§ Instructions to follow:
Print every record exactly, but leave out the pictures.

§ Extracted records:
------------------------------------------------------------------------

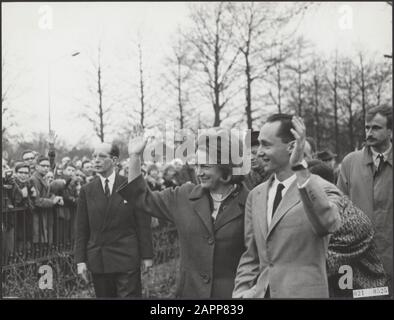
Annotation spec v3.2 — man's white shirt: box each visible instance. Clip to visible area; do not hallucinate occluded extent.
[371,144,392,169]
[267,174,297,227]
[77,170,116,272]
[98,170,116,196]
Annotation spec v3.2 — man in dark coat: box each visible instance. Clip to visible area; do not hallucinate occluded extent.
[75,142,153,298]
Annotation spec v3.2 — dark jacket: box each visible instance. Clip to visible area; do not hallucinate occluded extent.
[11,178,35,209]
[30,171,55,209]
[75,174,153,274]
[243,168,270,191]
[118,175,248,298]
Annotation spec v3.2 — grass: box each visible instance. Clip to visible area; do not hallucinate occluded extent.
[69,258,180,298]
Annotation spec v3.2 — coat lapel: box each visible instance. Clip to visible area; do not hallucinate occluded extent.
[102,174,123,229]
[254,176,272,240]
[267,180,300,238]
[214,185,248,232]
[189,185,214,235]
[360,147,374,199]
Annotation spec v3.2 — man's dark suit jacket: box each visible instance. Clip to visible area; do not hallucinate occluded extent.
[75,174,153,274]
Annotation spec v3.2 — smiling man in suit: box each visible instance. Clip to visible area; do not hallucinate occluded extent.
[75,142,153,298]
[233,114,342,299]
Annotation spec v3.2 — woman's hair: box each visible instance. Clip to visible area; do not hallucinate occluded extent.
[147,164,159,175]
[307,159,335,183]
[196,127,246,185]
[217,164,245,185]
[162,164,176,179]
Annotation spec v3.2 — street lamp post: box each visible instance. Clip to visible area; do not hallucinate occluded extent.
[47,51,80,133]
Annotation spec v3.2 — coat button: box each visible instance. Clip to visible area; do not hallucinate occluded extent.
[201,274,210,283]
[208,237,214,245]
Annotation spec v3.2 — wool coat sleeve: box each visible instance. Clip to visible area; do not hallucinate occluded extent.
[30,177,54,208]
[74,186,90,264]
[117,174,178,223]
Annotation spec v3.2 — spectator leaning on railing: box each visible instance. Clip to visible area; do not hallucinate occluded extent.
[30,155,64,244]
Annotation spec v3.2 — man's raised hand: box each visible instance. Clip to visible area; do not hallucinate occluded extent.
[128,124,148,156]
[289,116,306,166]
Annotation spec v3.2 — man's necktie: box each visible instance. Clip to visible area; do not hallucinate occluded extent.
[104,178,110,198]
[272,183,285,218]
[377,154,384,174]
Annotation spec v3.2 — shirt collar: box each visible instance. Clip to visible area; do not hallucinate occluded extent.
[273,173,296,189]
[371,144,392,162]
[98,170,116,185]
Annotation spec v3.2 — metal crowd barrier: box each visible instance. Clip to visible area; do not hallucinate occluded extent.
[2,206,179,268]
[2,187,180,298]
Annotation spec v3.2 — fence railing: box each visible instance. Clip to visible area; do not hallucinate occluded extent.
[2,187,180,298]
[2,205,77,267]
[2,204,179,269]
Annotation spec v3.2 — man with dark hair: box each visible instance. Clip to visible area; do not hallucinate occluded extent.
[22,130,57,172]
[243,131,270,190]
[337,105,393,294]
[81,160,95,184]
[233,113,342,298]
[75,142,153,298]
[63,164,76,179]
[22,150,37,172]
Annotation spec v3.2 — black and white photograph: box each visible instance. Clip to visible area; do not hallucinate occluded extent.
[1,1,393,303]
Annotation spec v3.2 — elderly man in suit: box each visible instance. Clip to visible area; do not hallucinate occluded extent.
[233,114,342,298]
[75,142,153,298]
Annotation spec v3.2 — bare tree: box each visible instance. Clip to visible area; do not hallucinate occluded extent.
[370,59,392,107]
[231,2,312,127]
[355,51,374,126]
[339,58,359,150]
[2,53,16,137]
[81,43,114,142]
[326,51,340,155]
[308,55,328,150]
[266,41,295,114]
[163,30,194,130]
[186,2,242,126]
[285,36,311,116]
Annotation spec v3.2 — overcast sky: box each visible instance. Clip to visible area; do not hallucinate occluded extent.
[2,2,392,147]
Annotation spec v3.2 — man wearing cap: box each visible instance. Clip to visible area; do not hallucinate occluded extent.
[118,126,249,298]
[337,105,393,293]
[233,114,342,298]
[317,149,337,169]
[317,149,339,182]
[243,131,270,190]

------------------------------------------------------------------------

§ Exercise result:
Annotation spec v3.2 — man's white shirt: box each visible instance. Clip to visible area; do not hallucinate occluded extent.
[371,144,392,169]
[267,174,297,227]
[77,170,116,272]
[98,170,116,196]
Annotation spec v3.2 — man in dark coat: box each visible instance. Clip to visible area; do not hallucinate occluded extent.
[75,142,153,298]
Annotation spec v3.2 — dark jacket: box each visible instance. Clip to visible area; do not hallucinate occluded extent.
[11,178,35,209]
[30,171,55,209]
[75,174,153,274]
[243,168,270,191]
[118,175,248,298]
Annotation spec v3.2 — grass: box each visible instance. Clip to visible area; do not hallucinate occluded extent.
[69,258,180,298]
Annotation spec v3.2 — coat lapel: box each visible instance. Clip to visible area; do not hallucinate occluded extent.
[102,174,123,229]
[254,176,272,240]
[267,180,300,238]
[214,185,248,232]
[189,185,214,235]
[360,147,374,199]
Annotation spec v3.2 — man's dark suit jacket: box each visible instance. Clip to visible area; do not hallucinate occluded extent.
[75,174,153,274]
Annotation spec v3.2 — smiling man in suit: box each visible instance. Clip to visible area; do not hallucinate occluded extent.
[75,142,153,298]
[233,114,342,299]
Annotation spec v3.2 — woman's hair: box each visible instance. Clip to visible area; do not hallucinate occluded extent.
[147,164,159,175]
[307,159,335,183]
[196,127,246,185]
[217,164,245,185]
[162,164,176,179]
Annotation spec v3.2 — street lamp post: box each visible instance. Clip to visible area; do not hallucinate occluded extent.
[47,51,80,133]
Annotation spec v3.2 — coat button: box each visible instance. Clip to visible area; do not hallucinate occluded extent.
[201,274,210,283]
[208,237,214,245]
Annotation spec v3.2 — wool coat sleeve: box each visible instance. Clip to visible area; do not hallucinate occluded extent.
[30,177,54,208]
[74,186,90,264]
[117,174,178,223]
Annotation spec v3.2 — spectator leaning on railing: box each visible instance. Clip to visible area; do not hallucinate occluded extent.
[30,155,64,244]
Annotation spec v3.2 — man's raised hand: box each visible instance. Clip to visible area; do not hallucinate occluded extent.
[128,124,148,156]
[289,116,306,166]
Annotation spec v3.2 — man's necktie: box each visible instance. Clip to visible area; do not hallucinate occluded extent.
[104,178,110,198]
[272,183,285,218]
[377,154,384,174]
Annotation spec v3.2 — shirt collar: box each visible instance. Clip to visible area; do not hallucinate occluded extent.
[273,173,296,189]
[371,144,392,162]
[98,170,116,185]
Annotation spec v3.2 — metal crowd barrier: box each visible instance. Clip to visible area; do not hallucinate occluded extent.
[2,206,179,268]
[2,187,180,298]
Annotation spec v3.2 — fence railing: box each visible instance. Clip to visible area; do not hallucinate occluded extent.
[2,187,180,298]
[2,205,77,267]
[2,204,179,269]
Annotation spec v3.2 — man with dark hair: box each visible instance. Clip to visible area; do not hallucinate occluded extent.
[22,130,57,172]
[243,131,270,190]
[337,105,393,294]
[81,160,95,184]
[233,113,342,298]
[75,142,153,298]
[63,164,76,179]
[22,150,37,172]
Annotation spec v3.2 — black and white photograph: box each visible instance. Clip to visible area; do not hallucinate occluded extent.
[1,1,393,303]
Annotation spec v3.2 — elderly man in suit: box each visible instance. Clip to visible area; do not hallucinate occluded extent.
[233,114,342,298]
[75,142,153,298]
Annotation spec v3.2 — bare tree: box each visible instance. Clip to visible area; do not hallucinate occluded extent.
[370,59,392,107]
[231,2,312,127]
[355,51,374,126]
[339,58,359,150]
[2,53,16,137]
[81,43,114,142]
[326,51,340,155]
[308,55,328,150]
[266,41,295,114]
[163,30,194,130]
[186,2,242,126]
[285,36,311,116]
Annotation spec v3.2 — overcast sky: box each visible instance. Clip to visible area; do not hallucinate occluded extent.
[2,2,392,147]
Annotation spec v3.2 — man wearing cap: box each visible instance. Clip to visible area; do not hallucinate occluded extent.
[118,126,249,298]
[337,105,393,293]
[233,114,342,298]
[317,149,337,169]
[317,149,339,182]
[243,131,270,190]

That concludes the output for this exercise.